## START

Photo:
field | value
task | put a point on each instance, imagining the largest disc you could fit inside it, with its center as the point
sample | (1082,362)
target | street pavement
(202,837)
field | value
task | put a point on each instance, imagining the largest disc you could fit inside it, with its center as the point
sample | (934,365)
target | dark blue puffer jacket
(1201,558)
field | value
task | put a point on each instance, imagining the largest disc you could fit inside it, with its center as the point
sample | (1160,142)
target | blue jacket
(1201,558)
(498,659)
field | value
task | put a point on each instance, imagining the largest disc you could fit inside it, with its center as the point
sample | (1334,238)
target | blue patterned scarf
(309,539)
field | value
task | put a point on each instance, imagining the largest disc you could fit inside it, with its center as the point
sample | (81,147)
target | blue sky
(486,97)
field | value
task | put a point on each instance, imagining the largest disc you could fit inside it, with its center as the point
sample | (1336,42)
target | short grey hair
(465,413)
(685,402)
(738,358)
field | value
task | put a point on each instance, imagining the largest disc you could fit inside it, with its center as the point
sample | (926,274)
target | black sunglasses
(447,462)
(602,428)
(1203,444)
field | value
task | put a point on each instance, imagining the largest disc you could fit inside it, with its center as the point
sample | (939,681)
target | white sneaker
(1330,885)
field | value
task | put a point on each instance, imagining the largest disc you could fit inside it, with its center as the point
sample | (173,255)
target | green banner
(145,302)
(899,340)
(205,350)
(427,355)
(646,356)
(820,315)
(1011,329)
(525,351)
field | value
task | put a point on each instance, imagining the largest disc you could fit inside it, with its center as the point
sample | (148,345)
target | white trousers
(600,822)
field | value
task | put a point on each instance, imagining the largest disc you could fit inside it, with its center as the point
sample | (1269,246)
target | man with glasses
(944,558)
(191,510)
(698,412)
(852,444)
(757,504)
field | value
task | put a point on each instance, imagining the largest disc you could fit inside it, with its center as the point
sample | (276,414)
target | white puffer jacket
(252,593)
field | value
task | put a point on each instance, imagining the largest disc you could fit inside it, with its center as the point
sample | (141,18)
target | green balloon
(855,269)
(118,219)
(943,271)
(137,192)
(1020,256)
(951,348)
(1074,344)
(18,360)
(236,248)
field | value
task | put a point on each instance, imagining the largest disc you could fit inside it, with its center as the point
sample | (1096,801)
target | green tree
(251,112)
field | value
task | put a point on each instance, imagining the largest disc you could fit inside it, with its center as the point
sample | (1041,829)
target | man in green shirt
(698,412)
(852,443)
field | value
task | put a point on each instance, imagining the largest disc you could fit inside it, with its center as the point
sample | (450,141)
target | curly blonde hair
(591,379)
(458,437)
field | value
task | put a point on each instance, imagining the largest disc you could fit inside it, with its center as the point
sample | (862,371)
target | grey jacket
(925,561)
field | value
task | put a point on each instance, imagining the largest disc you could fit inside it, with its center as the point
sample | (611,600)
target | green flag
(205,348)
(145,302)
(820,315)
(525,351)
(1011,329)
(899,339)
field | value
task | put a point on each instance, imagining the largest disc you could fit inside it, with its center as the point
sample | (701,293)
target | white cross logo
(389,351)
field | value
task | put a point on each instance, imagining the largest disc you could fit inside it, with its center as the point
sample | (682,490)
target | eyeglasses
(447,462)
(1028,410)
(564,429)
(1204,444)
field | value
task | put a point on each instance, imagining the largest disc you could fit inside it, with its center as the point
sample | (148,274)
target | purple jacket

## END

**WHAT YOU ARE ASKED TO DO**
State how many lines in the records above contain the string "puffer", and give only that number.

**SOLUTION TO THIS PROBLEM**
2